──────── Given information ────────

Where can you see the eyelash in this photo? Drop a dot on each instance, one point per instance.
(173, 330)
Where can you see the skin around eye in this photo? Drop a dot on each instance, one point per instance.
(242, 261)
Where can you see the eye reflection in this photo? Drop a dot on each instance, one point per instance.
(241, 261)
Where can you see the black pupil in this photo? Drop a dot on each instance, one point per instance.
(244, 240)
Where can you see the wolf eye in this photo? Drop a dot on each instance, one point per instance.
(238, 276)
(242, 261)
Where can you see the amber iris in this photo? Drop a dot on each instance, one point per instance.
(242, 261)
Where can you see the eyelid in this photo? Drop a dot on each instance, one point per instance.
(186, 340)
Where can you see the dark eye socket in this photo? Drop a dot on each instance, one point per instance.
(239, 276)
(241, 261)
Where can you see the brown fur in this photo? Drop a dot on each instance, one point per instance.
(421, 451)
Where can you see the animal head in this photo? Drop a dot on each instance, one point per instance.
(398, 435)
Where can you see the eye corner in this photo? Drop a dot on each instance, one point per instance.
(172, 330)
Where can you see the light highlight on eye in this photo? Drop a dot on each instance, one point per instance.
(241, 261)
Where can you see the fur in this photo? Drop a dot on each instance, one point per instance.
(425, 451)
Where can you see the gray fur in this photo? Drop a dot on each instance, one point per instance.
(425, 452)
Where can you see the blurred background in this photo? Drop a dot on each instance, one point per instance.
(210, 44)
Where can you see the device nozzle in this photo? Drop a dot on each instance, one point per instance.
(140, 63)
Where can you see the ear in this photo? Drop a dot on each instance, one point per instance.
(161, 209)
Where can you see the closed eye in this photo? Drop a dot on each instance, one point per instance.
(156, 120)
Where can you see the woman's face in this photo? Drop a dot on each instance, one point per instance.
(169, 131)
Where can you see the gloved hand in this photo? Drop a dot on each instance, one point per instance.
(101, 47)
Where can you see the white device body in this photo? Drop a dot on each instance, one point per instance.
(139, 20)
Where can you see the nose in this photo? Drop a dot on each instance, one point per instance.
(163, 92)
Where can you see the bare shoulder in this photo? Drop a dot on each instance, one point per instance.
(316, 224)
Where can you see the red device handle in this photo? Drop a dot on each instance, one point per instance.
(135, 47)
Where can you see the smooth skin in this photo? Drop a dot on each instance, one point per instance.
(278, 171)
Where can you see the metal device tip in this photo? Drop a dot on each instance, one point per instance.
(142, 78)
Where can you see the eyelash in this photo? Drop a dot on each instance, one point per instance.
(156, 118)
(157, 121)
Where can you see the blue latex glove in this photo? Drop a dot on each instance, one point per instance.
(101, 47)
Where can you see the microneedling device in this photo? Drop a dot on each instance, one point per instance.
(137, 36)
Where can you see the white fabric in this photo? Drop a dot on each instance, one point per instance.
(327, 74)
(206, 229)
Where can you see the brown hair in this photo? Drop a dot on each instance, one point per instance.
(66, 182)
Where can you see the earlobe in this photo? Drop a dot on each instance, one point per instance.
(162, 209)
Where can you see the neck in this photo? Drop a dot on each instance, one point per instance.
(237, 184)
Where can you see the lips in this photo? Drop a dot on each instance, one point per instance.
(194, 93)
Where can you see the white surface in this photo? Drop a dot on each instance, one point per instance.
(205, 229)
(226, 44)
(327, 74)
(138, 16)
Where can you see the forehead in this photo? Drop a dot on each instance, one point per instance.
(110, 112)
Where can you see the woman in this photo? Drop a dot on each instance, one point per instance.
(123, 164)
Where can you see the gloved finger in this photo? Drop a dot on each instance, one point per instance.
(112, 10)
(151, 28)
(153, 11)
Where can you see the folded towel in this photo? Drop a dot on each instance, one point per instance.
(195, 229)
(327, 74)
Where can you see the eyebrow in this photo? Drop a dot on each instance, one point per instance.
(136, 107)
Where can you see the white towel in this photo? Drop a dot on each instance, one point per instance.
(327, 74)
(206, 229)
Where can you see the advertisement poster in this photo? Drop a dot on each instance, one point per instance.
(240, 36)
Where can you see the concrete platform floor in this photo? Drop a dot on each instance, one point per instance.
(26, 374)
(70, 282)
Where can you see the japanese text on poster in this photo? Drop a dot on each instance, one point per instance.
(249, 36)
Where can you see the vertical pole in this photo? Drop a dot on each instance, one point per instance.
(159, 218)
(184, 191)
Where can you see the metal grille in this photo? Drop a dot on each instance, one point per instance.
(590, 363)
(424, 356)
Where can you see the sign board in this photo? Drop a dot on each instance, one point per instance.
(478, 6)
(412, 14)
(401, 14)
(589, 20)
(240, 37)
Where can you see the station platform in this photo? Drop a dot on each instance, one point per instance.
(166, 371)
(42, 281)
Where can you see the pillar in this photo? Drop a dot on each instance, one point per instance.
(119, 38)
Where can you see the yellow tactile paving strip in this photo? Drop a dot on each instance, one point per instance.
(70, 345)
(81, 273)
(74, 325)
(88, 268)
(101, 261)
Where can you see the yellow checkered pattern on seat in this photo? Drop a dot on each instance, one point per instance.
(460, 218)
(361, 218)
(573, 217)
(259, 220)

────────

*Exercise instructions*
Emit the full listing verbatim.

*Problem solution*
Where can you see the eyelash in this photo? Drop a dot on each instance, one point per instance.
(173, 330)
Where can you see the skin around eye in this photo? Drop a dot on each instance, one point per instance.
(242, 261)
Where can you see the eye reflection in this photo? Drop a dot on each instance, one point per instance.
(241, 261)
Where can you see the black pupil in this photo? Drop a dot on each instance, one point per instance.
(244, 240)
Where can you see the wolf eye in this photo? Drop a dot on each instance, one point per instance.
(238, 276)
(242, 261)
Where can you see the amber iris in this photo? Drop a dot on each instance, one point per instance.
(242, 261)
Where can you see the eyelid in this photo? Drop a dot on each instance, one point per instance.
(186, 340)
Where can you see the dark eye socket in this photo? Drop a dot on each instance, one point per instance.
(239, 276)
(241, 261)
Where can you see the brown fur in this photo? Drop a dot on each instance, one point per instance.
(421, 451)
Where can you see the animal head in this photo? Drop a dot on each instance, one point per instance.
(398, 435)
Where can you see the eye corner in this photo? Drop a dot on each instance, one point per instance.
(172, 330)
Where can you see the light highlight on eye in this photo? Drop a dot on each instance, one point per instance.
(241, 261)
Where can you see the fur in this photo? Drop a dot on each instance, one point per instance.
(425, 451)
Where can you see the gray fur in this photo? Drop a dot on each instance, one point per instance.
(425, 452)
Where can you see the blurred background in this photo? Drop a dot on each instance, one point per instance.
(210, 44)
Where can you see the device nozzle in this photo? Drop a dot on each instance, one point per instance.
(140, 63)
Where can you see the ear in this photo? Drop a dot on each instance, one point per instance.
(161, 209)
Where can you see the closed eye in this photo? Drop a dot on each instance, one point per instance.
(156, 120)
Where can you see the woman's face in this photo? Drop a dot on each instance, one point per instance.
(169, 131)
Where can you see the gloved hand in this photo? Drop a dot on each instance, one point per instance.
(101, 47)
Where can you see the white device body in this photo? Drop a dot on each instance, one point per instance.
(139, 20)
Where can you see the nose in this photo? Drop a dot on each instance, one point per instance.
(163, 92)
Where can you see the bare shoulder in this photo? Drop a dot on each instance, one point per instance.
(316, 224)
Where can you see the red device handle in this photo? Drop a dot on each instance, one point per instance.
(135, 47)
Where can you see the smooth skin in this photo? Drop a dot on each instance, one point per instance.
(278, 171)
Where can you see the metal device tip in this photo? Drop a dot on each instance, one point per instance.
(142, 78)
Where can you see the eyelash in this photo? Drop a dot on each instance, one point per instance.
(156, 118)
(157, 121)
Where can you see the blue latex glove in this photo? Drop a dot on each instance, one point per instance.
(101, 47)
Where can you see the microneedling device in this photo? Drop a dot on each instance, one point per instance.
(137, 36)
Where can you see the white fabric in this photo? Drop a dot on each instance, one point per instance.
(327, 74)
(206, 229)
Where can you see the brown hair in this photo? Drop a dot on each instance, one point per instance.
(66, 182)
Where can you see the earlobe in this photo? Drop a dot on each instance, one point per instance.
(162, 209)
Where can you see the neck in this photo? Drop a dot on each instance, one point per instance.
(237, 184)
Where can you see the lips in this photo? Drop a dot on each instance, one point per instance.
(194, 93)
Where can you see the white surface in this photo? Drop a dot on each instance, one point per instance.
(205, 229)
(226, 44)
(327, 74)
(138, 16)
Where can you see the forehead in this photo? Drop a dot on each instance, one point per instance.
(110, 112)
Where can you see the woman in this photo? Drop a dot on each instance, one point per instance.
(123, 164)
Where can you see the gloved finger in this photo? Drop a dot on each instance, one point per instance.
(112, 10)
(151, 28)
(153, 11)
Where can you see the folded towel in this photo? Drop a dot on each instance, one point per instance.
(195, 229)
(327, 74)
Where can you see the eyebrow in this photo? Drop a dot on each instance, one point per instance.
(136, 107)
Where can you see the white towel in this photo? Drop a dot on each instance, one point per instance.
(327, 74)
(206, 229)
Where can you see the advertisement poster in this photo? Drop a dot on each instance, one point per instance.
(240, 36)
Where can you see the concrete platform floor in this photo? Drop a dot on each instance, one point per instance.
(26, 374)
(70, 282)
Where can you see the japanese text on poster in this photo? Drop a dot on each instance, one point per instance.
(249, 36)
Where can you see the vertical pole in this photo? Drop a dot on each instance, one point per instance.
(159, 218)
(184, 191)
Where can you see the metal grille in this photo? Drop a dot on each instance, one point per instance.
(590, 363)
(424, 356)
Where can you see the sign board in this photo? Drop a dot on each instance, one point per instance.
(478, 6)
(412, 14)
(401, 14)
(589, 20)
(240, 37)
Where can you see the station platform in this photo? Drop a dot on each instance, one point per instance.
(166, 371)
(42, 281)
Where can you see the pillar in this photo? Drop a dot on each instance, one point per instance.
(119, 38)
Where can you see the yellow tactile paving strip in this photo? Drop a dot on each instance, one point per instance.
(70, 345)
(81, 273)
(74, 325)
(88, 268)
(101, 261)
Where can you see the yellow checkered pattern on seat in this photo? Drop a dot on each instance, one point per instance.
(460, 218)
(361, 218)
(573, 217)
(259, 220)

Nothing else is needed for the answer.